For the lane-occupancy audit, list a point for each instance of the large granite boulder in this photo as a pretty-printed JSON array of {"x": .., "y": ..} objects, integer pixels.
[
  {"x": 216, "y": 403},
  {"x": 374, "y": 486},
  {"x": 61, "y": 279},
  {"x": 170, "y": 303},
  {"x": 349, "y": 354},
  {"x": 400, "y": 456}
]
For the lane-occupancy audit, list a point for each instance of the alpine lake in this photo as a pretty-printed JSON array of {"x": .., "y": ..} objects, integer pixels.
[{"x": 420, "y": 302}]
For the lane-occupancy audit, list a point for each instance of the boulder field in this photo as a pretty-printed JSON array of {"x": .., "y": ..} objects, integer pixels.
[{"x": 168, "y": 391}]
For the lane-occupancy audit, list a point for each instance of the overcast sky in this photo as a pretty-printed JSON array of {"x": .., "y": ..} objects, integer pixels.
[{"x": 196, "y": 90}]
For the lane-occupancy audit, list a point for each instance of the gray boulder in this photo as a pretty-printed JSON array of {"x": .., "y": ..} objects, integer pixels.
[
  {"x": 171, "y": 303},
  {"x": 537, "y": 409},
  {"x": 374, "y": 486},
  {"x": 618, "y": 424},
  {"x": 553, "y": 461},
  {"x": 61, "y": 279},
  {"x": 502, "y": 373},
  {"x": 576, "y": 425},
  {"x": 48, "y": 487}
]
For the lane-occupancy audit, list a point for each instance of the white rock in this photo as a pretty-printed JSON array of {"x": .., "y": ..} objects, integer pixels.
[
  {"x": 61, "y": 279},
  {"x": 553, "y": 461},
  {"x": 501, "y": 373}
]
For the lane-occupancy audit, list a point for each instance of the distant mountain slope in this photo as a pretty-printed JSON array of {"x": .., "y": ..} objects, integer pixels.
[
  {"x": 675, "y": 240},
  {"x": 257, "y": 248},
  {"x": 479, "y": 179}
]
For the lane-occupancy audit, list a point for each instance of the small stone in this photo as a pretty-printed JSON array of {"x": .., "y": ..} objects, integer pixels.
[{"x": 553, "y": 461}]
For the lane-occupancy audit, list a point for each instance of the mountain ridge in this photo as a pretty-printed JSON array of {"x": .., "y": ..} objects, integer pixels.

▶ [Exercise prompt] Copy out all of the data above again, substituting "trail survey" for every "lane-occupancy audit" and changing nothing else.

▶ [Result]
For the trail survey, list a point for each instance of the large granite boulder in this photo as a pretty-printed JSON array of {"x": .., "y": ..} objects, integer pixels.
[
  {"x": 216, "y": 403},
  {"x": 374, "y": 486},
  {"x": 61, "y": 279},
  {"x": 170, "y": 303},
  {"x": 349, "y": 354},
  {"x": 400, "y": 456}
]
For the trail survey, list a point for each instance of the alpine lake in this photo as a pretty-printed JSON array of {"x": .., "y": ..} objects, integer pixels.
[{"x": 420, "y": 302}]
For the trail survey, list a point for each instance of the boulder field in this photo as a pretty-printed JSON array of {"x": .., "y": ..} objects, integer pixels.
[{"x": 168, "y": 391}]
For the trail survey, list a point for each instance of the overcast sky in this photo as a pretty-printed JSON array of {"x": .., "y": ..} objects, integer pixels.
[{"x": 196, "y": 90}]
For the trail survey, list a point for each instance of the gray boulder in this photo as a pretty-printed JSON array of {"x": .., "y": ..} objects, integer pixels.
[
  {"x": 171, "y": 303},
  {"x": 537, "y": 409},
  {"x": 374, "y": 486},
  {"x": 618, "y": 424},
  {"x": 553, "y": 461},
  {"x": 61, "y": 279},
  {"x": 502, "y": 373},
  {"x": 576, "y": 425},
  {"x": 48, "y": 487}
]
For the trail survey, list a point for each instance of the white rock in this photo as a pretty-printed JSON array of {"x": .., "y": ..} objects, integer pixels.
[
  {"x": 61, "y": 279},
  {"x": 553, "y": 461},
  {"x": 501, "y": 373}
]
For the trail survey, list a point for each instance of the distant mountain slope in this photo as a pretty-printed JSON array of {"x": .., "y": ..} objects, integer pixels.
[
  {"x": 675, "y": 240},
  {"x": 257, "y": 248},
  {"x": 479, "y": 179}
]
For the trail survey, list a point for each instance of the small stone in this photo as a pretty-printed JSON array of {"x": .., "y": ..} objects, integer pixels.
[{"x": 553, "y": 461}]
For the trail survey, list a point for each instance of the mountain ridge in this photo as a pretty-printed JSON array of {"x": .., "y": ..} objects, integer pixels.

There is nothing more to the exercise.